It's Thursday, June 12, 2014 in Cambridge, Massachusetts. Dr Kay
Scarpetta is physically still at home though her mind has already left
for the Florida vacation she had planned along with her FBI profiler
husband, Benton Wesley. She's in a celebratory mood as it's her
birthday and didn't quickly notice the bright copper coins that flashes
like shards of aventurine glass on top of the old brick wall behind
their house. Dr Scarpetta feels a chill at the edge of her thoughts. Is
it someone merely playing a game with pennies or is there more intent
to it than meets the eye? Why would someone leave seven shiny Lincoln
pennies, all heads up and all dated 1981? Instantly, she realizes that
her birthday plans are about to go off beam.
_ _ _ _ _ _ _
## What to do
[A] In the Scarpetta passage, put this sentence into Spanish: "Dr Scarpetta feels a chill at the edge of her thoughts."
[B] Reproduce the part of the Scarpetta passage starting at "It's Thursday, June" and ending at "go off beam.".
Rely on the Scarpetta passage alone.
_ _ _ _ _ _ _
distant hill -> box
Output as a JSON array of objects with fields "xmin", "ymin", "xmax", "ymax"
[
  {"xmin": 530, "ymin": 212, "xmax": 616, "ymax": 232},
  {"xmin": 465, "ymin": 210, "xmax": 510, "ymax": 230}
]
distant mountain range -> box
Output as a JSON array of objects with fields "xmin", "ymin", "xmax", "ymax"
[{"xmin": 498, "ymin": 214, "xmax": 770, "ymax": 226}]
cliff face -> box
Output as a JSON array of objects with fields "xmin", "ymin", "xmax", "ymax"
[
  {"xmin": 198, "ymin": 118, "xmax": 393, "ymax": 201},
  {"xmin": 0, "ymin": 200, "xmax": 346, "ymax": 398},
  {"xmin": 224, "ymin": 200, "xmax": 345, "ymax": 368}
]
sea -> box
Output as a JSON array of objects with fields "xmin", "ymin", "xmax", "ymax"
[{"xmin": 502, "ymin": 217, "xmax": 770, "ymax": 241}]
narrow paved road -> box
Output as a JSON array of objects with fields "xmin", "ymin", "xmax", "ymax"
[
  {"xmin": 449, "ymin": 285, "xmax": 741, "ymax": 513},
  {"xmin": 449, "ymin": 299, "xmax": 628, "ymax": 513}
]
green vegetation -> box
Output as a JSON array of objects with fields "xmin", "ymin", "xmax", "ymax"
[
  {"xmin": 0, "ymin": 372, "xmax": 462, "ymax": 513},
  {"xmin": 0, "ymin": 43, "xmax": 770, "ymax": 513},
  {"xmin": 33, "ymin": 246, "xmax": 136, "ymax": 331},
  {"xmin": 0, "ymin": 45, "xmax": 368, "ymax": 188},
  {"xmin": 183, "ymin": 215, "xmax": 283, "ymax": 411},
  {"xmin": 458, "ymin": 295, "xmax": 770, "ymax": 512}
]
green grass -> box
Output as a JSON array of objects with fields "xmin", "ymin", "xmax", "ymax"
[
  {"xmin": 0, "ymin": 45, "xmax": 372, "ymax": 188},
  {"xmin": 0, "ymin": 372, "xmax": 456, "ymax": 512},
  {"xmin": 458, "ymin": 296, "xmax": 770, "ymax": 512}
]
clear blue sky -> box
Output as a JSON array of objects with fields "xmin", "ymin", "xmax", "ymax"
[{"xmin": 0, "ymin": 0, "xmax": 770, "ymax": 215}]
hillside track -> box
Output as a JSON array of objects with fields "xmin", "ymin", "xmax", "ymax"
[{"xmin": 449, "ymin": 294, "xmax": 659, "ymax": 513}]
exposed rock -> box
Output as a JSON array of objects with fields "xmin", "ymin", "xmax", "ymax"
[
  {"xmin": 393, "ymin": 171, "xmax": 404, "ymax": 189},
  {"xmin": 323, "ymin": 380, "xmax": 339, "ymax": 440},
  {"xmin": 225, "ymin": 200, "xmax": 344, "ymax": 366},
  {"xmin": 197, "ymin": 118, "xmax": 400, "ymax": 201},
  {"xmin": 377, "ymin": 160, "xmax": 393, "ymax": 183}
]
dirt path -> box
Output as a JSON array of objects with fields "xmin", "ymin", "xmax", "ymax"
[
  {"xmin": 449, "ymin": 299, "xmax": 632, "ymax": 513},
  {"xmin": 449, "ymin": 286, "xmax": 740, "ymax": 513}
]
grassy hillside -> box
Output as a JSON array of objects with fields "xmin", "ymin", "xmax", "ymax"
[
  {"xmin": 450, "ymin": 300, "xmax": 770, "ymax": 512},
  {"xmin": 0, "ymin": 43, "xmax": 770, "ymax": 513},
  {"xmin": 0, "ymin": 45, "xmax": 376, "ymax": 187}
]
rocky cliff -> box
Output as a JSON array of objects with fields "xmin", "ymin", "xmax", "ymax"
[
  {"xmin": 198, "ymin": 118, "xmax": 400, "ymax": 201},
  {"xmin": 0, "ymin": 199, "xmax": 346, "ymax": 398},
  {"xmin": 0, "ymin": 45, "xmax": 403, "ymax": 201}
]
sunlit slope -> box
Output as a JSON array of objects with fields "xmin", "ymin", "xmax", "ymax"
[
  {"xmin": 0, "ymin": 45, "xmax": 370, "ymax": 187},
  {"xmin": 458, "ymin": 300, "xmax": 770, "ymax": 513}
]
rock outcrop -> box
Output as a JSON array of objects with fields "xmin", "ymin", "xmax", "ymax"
_ _ _ _ _ _ _
## Outputs in order
[A] La Dra. Scarpetta siente un escalofrío al borde de sus pensamientos.

[B]
It's Thursday, June 12, 2014 in Cambridge, Massachusetts. Dr Kay
Scarpetta is physically still at home though her mind has already left
for the Florida vacation she had planned along with her FBI profiler
husband, Benton Wesley. She's in a celebratory mood as it's her
birthday and didn't quickly notice the bright copper coins that flashes
like shards of aventurine glass on top of the old brick wall behind
their house. Dr Scarpetta feels a chill at the edge of her thoughts. Is
it someone merely playing a game with pennies or is there more intent
to it than meets the eye? Why would someone leave seven shiny Lincoln
pennies, all heads up and all dated 1981? Instantly, she realizes that
her birthday plans are about to go off beam.